#### Information shown:
· · · ·

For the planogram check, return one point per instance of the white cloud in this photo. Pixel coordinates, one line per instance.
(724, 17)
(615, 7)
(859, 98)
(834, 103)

· · · ·

#### Short problem:
Can you give every line of the listing above as a numbered list, leaving out blank lines?

#### Solution:
1. For the planogram check, return one point per instance of the white cloud in this photo. Pixel coordinates, one line per instance.
2. (724, 17)
3. (615, 7)
4. (859, 98)
5. (834, 103)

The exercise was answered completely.